Omit any picture, and return the remaining data exactly as written.

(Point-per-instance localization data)
····················

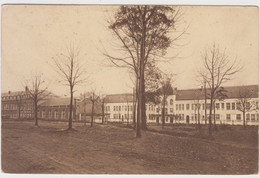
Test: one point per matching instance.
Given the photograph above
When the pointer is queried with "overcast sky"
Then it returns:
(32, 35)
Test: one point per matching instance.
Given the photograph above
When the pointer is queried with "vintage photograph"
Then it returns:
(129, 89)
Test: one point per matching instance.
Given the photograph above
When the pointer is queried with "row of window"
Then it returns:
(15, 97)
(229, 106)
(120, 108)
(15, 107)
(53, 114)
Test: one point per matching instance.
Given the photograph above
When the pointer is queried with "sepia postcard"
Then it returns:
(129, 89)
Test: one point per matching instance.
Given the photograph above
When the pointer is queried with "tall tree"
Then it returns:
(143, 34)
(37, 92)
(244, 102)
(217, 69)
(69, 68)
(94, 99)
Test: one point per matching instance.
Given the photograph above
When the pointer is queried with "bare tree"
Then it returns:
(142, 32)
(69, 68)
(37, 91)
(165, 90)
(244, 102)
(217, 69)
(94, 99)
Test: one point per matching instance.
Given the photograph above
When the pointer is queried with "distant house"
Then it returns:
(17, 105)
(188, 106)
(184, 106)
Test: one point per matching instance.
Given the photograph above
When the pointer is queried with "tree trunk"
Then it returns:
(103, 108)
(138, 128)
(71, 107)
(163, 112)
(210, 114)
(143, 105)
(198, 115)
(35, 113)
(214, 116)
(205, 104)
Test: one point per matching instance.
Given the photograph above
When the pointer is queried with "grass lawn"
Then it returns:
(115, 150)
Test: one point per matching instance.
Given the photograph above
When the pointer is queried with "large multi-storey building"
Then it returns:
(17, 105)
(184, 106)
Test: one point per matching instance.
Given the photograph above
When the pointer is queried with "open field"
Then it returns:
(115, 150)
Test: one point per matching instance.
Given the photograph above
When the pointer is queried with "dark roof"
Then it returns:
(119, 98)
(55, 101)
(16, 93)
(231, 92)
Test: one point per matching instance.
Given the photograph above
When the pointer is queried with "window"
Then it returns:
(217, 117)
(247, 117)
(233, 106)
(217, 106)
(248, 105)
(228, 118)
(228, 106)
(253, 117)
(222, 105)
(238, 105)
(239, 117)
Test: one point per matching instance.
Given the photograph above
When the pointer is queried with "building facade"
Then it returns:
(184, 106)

····················

#### [RESULT OF THIS TASK]
Test: one point per matching instance.
Given the photograph above
When the pointer is queried with "overcast sky"
Then it returns:
(32, 35)
Test: one point per matching instance.
Given the photograph above
When the pointer is queried with "vintage photograph"
Then it returns:
(129, 89)
Test: one point per matching instance.
Given the photograph above
When the pointer is queried with "row of window"
Then it returns:
(15, 97)
(229, 106)
(120, 108)
(15, 107)
(53, 114)
Test: one point per matching instance.
Given the photograph above
When the pointer is queried with "sepia postcard"
Then it returns:
(129, 89)
Test: one point per matching instance.
Given the photograph above
When the pointer is queried with "tall tree"
Then it returns:
(143, 34)
(37, 92)
(244, 102)
(217, 69)
(69, 68)
(94, 99)
Test: one point per matching instance.
Given the photograph above
When the pointer is queried with "bare tree"
Then it returns:
(142, 32)
(69, 68)
(37, 91)
(165, 90)
(244, 102)
(217, 69)
(94, 99)
Test: one point per matching instance.
Given the photograph above
When the pointer is queried with "distant house"
Then it returns:
(17, 105)
(188, 106)
(184, 106)
Test: one point per matching instance.
Given the photograph above
When the pointer is queried with "tree trunk"
Then it returns:
(103, 108)
(138, 128)
(71, 107)
(163, 112)
(210, 114)
(143, 105)
(198, 115)
(35, 113)
(214, 116)
(205, 104)
Test: one point per matching instance.
Given the photograph above
When the pointer is queried with "grass lawn"
Then it returns:
(115, 150)
Test: one point per matching instance.
Given the photograph above
When the pointer is queried with "large multi-storey building"
Then it returns:
(17, 105)
(184, 106)
Test: one point per matching instance.
Given the photograph above
When the pointer is queried with "open field"
Then it returns:
(115, 150)
Test: one point per matching instance.
Given the photograph above
When the pointer is queried with "dark roof"
Then it returns:
(119, 98)
(55, 101)
(16, 93)
(231, 92)
Test: one point per matching instance.
Given the photograph above
When the pointer is queried with "window"
Then it returns:
(217, 117)
(247, 117)
(233, 106)
(217, 106)
(248, 105)
(228, 118)
(228, 106)
(253, 117)
(222, 105)
(238, 105)
(239, 117)
Test: one point per matching instance.
Given the photograph above
When the pointer is queried with "building facade"
Then it returns:
(184, 106)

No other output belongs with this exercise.